### 任务数据:

----------------

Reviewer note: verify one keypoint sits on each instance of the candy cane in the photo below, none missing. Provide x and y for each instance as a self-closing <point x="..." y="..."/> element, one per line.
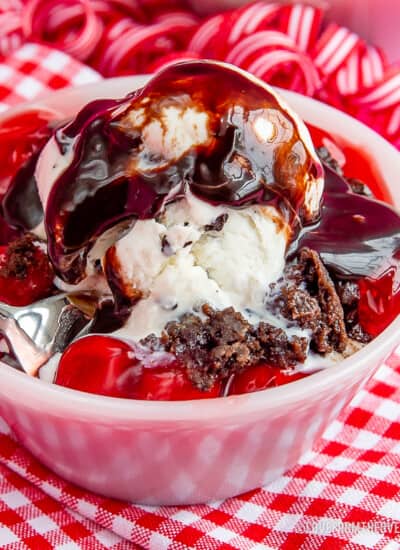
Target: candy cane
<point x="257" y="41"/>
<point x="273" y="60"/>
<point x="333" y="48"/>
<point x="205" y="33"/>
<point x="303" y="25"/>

----------------

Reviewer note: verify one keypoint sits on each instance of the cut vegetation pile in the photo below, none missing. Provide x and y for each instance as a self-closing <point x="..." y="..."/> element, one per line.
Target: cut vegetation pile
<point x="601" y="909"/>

----------------

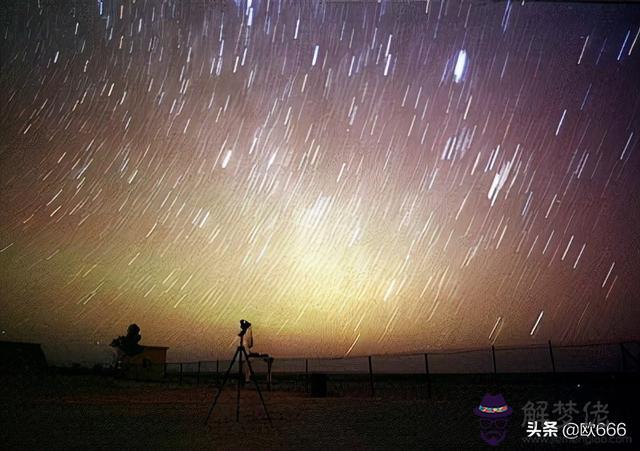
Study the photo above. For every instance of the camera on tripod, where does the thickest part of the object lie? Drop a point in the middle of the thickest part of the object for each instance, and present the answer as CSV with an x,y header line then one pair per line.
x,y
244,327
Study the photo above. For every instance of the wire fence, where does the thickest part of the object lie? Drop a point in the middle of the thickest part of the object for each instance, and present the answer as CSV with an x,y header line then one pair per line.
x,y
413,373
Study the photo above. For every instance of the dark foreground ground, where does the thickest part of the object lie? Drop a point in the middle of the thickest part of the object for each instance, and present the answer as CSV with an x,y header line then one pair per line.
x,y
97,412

----------------

### 任务指令:
上面的列表中有几行含有字符串“missing”？区分大小写，只给出数字。

### 练习结果:
2